Location & Landscape
Artemis' Sanctuary at Brauron
The sanctuary of Artemis at Brauron (modern day Vravrona) lies on the east coast of Attica at the mouth of the river Erasinos, approximately 38 km from Athens. Brauron had a harbour on the Attic border. In the last two millennia the sea levels have changed; the sanctuary used to be located only a few metres from the sea.
Artemis, Goddess of wilderness and childbirth
The character of the goddess Artemis elicits many understandings and interpretations. She is described as a goddess of nature and all things wild, as a goddess of hunting, fertility and birth, and also as a virgin goddess and patroness of the transition from girl to woman. In modern culture Artemis is best described as an outdoorsy goddess known for her huntress’ character in association with wild life. [ 5 ] The sanctuary of Artemis at Brauron emphasized these characteristics of Artemis through the natural surroundings of the site.
The Vravrona Wetlands
The sanctuary looked out over a small harbour where the Erasinos river joins the sea and is surrounded by wetlands. The Wetlands of Brauron is a landscape that has managed to remain almost intact since ancient times. The landscape, the shallow bay on its estuary and the hills surrounding the area make this a unique wildlife ecosystem in Attica. It hosts a large number of different kind of birds, fish, mammals, amphibians, insects and plants. [ 6 ] In ancient Greece people believed that water coming from lakes, marshes and rivers were a source of purification. [ 7 ] On the arid land of Greece humid places like this and the abundant vegetation that grew there incited the belief of fruitful places of life and were thus highly suitable for performing rites de passage of young girls that prepared them to become wives and mothers. [ 8 ] Many of the cult sites of Artemis were located at marshy areas which gave her the additional epithet Artemis Limnatis (limen means “marsh” or “wetland”).
Area of transition
An important feature of Artemis' sanctuary at Brauron was that is situated in an area of transition. Wetlands are transition zones. they are neither completely dry land nor entirely underwater, but have features of both. Worshippers who visited the sanctuary by land or sea had to cross a boundary between water and land. [ 9 ] Such marshy places like at Brauron with dangerous deep waters were also treacherous places where one could easily drown. Therefore, lakes and marches were regarded as places of transition to the underworld. In order to reach the other world, one had to cross a body of water. [ 10 ] Located in the heart of the wild world with its disturbing and hostile nature, Brauron was also a place of conciliation. It integrated Artemis, a potentially hostile goddess, into religious life which made her potentially beneficial for the community. [ 11 ]
Site Plan
1. Remains of the Temple. The small temple for Artemis (c. 20m. x 10m) was built in Doric style and located directly at the foot of the hill where also the chapel is situated. This was framed by the sea on the eastern side and by the river on the western side.

● **Data section**
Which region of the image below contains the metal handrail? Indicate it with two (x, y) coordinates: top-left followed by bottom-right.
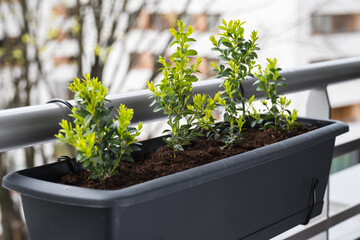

● **Tasks for this exercise**
1. According to the Brauron excerpt, about how far is the sanctuary from Athens?
2. Write out part of the Brauron excerpt, beginning at the words "Artemis, Goddess of" and stopping after "of the site.".
The material is unrelated to the Brauron excerpt.

● **Solutions to the problems**
1. Approximately 38 km.

2.
Artemis, Goddess of wilderness and childbirth
The character of the goddess Artemis elicits many understandings and interpretations. She is described as a goddess of nature and all things wild, as a goddess of hunting, fertility and birth, and also as a virgin goddess and patroness of the transition from girl to woman. In modern culture Artemis is best described as an outdoorsy goddess known for her huntress’ character in association with wild life. [ 5 ] The sanctuary of Artemis at Brauron emphasized these characteristics of Artemis through the natural surroundings of the site.